------ Listed records ------
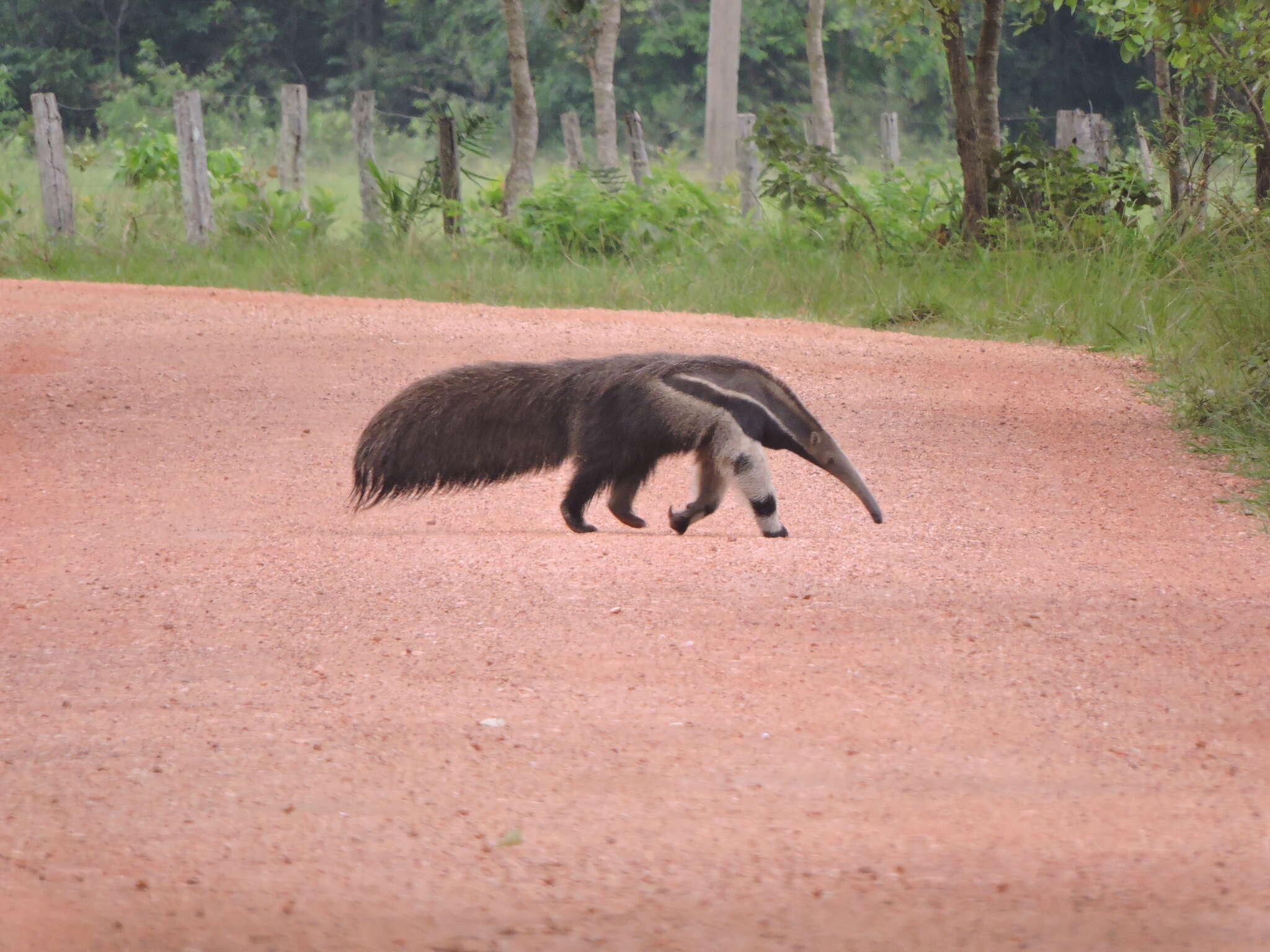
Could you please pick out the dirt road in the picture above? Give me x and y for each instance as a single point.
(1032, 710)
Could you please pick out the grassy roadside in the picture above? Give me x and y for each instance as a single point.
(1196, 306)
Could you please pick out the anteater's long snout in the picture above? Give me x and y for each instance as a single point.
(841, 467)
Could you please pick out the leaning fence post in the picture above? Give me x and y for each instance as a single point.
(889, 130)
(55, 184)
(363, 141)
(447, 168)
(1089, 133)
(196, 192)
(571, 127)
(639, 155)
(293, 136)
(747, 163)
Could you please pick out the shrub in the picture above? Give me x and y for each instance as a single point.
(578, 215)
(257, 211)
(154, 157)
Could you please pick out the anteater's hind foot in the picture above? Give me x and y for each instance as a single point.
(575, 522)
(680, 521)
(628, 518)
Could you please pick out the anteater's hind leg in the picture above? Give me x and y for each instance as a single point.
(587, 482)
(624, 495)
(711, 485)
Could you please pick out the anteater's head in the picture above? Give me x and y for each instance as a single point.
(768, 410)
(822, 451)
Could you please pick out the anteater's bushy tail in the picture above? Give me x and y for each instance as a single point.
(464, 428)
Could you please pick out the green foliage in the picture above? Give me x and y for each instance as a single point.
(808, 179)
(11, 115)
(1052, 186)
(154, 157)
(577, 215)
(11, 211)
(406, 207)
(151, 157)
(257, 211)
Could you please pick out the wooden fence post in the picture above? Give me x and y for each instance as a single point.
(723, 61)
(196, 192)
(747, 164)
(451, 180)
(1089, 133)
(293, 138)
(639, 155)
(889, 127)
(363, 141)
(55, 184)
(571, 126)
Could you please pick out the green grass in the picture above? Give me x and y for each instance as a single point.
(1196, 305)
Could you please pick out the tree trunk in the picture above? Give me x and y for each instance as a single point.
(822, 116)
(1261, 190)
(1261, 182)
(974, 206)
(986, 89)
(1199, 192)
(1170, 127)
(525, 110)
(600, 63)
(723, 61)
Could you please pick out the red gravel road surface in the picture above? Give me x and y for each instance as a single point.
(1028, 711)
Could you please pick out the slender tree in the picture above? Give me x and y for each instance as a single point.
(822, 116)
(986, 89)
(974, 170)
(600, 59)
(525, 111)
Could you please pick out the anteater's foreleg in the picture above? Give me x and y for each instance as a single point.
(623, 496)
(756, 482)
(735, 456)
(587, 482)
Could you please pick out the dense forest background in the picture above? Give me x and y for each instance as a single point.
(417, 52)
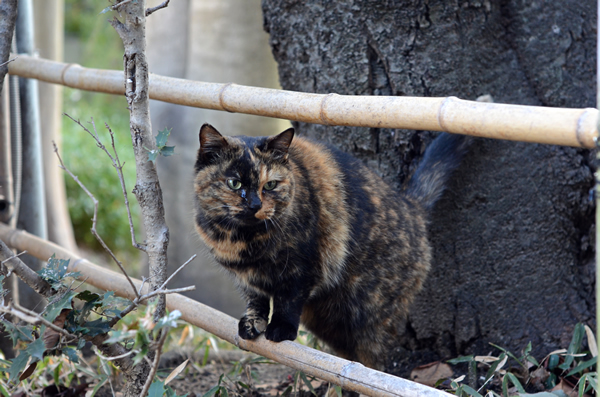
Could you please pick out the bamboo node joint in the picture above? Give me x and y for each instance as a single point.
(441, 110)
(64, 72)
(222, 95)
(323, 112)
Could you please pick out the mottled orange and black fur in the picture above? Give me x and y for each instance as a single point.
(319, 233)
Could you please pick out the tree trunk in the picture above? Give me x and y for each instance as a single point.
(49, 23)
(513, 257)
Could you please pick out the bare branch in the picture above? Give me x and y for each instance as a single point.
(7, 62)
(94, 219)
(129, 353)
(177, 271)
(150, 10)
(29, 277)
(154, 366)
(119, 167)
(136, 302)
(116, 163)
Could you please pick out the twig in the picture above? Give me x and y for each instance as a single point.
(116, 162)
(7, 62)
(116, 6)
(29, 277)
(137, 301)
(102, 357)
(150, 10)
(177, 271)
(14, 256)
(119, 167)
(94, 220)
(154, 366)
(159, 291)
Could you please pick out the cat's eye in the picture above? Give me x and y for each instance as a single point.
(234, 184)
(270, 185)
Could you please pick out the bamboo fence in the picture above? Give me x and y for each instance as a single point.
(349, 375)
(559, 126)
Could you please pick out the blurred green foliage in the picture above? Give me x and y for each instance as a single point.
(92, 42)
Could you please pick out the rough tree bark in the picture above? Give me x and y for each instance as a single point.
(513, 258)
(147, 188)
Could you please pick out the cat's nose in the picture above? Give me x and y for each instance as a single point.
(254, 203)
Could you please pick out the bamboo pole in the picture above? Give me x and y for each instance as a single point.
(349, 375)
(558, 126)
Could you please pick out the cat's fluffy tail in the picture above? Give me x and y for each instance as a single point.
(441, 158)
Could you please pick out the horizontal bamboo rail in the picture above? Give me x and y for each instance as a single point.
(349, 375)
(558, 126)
------
• **Work instruction**: Copy the listing word for word, excluding its pictures.

• **Answer space**:
Could you please pick out the dirt road in the picture above? Give me x and y for each instance as a single point.
(1032, 710)
Could you please pick out the grassy roadside in the picture above? Give me x and y for each instance as a single point.
(1196, 306)
Could you please pick out the anteater's long snout in the picture above? Give me x and y for each instance as a single point.
(841, 467)
Could you please pick out the leaning fence post in the picture above? Give me x and y for each instance as a single point.
(889, 130)
(55, 184)
(363, 141)
(447, 168)
(1089, 133)
(196, 192)
(571, 127)
(639, 155)
(293, 136)
(747, 163)
Could you please pick out the shrub in the picture above? Give me x and y for each instance as a single point.
(578, 215)
(257, 211)
(154, 157)
Could you please pick out the anteater's hind foot in the picture above? Give me x and y for each instance as a single point.
(575, 522)
(680, 521)
(628, 518)
Could you please pick out the anteater's hind leg in the picture above? Give me x and y for each instance as a single point.
(587, 482)
(624, 495)
(711, 485)
Could you please pick out the anteater's head in the picture above? Give me x and y for each instance as a single point.
(768, 410)
(822, 451)
Could you please pick out the anteater's bushy tail in the picture above? Give me x and y for each instance as a single point.
(464, 428)
Could you please pick out the green foliage in the picture above? Give me x and y for each instance as a single point.
(808, 179)
(11, 115)
(1052, 186)
(154, 157)
(577, 215)
(11, 211)
(406, 207)
(151, 157)
(257, 211)
Could you please pick out the wooden fence post in the picture above? Give me x and y for each instance as a single point.
(723, 61)
(196, 192)
(747, 164)
(451, 180)
(1089, 133)
(293, 138)
(639, 155)
(889, 127)
(363, 141)
(55, 184)
(571, 126)
Could you please pick out the green grass in the picture above? Give me x and y for each instance as a single point.
(1196, 305)
Could you please pick out the tree trunk in the picture above? Give me x and y for each instance as a single point.
(822, 116)
(1261, 190)
(1261, 182)
(974, 206)
(986, 89)
(1199, 192)
(1170, 127)
(525, 110)
(600, 63)
(723, 61)
Could you please pick out the red gravel road surface in the picture above? Give me x and y for each instance as a single point.
(1028, 711)
Could you please pick out the slender tree in the picture above? Give me x and y for each instance as a single point.
(822, 116)
(986, 89)
(974, 170)
(600, 59)
(525, 111)
Could you please pick out the anteater's foreleg in the picture above? Give me x and y for each instance as a single point.
(623, 496)
(756, 482)
(735, 456)
(587, 482)
Could you please pick out the dense forest background in the picture above? Give me x and y for each instance as a single point.
(417, 52)
Could you please pick out the bamboo node joint in the picture above? Give me x and y for each instance as a single point.
(441, 110)
(64, 72)
(222, 95)
(323, 112)
Could you please pick out the mottled orange and black fur in the picture above? Give me x and y for each instance as a single point.
(319, 233)
Could you please pick out the tree trunk in the picture above? Give me x and y for each instance as a single point.
(49, 23)
(513, 257)
Could you please pick out the bare branch in the picture above? Give me x and y for each instance as a single point.
(7, 62)
(94, 219)
(129, 353)
(177, 271)
(150, 10)
(29, 277)
(154, 366)
(119, 167)
(136, 302)
(116, 163)
Could you please pick out the twig in the picture above? Give me x and y for each instance as a single point.
(116, 162)
(7, 62)
(116, 6)
(29, 277)
(137, 301)
(102, 357)
(150, 10)
(177, 271)
(14, 256)
(119, 167)
(94, 220)
(154, 366)
(159, 291)
Could you please pick out the cat's eye in the picture above? Give me x and y for each instance as a single point.
(234, 184)
(270, 185)
Could you please pick out the bamboo fence in the picture above? Give me x and y for each instance as a single point.
(349, 375)
(559, 126)
Could you please pick out the blurred green foliage in the picture above? Give me x and y for each instance as a single point.
(92, 42)
Could you please pick out the rough tree bark in the picture above? Give me x and y for each instance as a single point.
(513, 258)
(147, 188)
Could you please pick out the cat's nose in the picture above? Give me x and y for each instance as a single point.
(254, 203)
Could you please pick out the bamboo pole in the picture above? Give me x and y for each instance as a single point.
(349, 375)
(558, 126)
Could you please pick out the cat's fluffy tail in the picture above? Give me x and y for each instance as a single point.
(441, 158)
Could you please pick out the horizontal bamboo rail in the picture above? Give me x and y for each instance as a single point.
(349, 375)
(558, 126)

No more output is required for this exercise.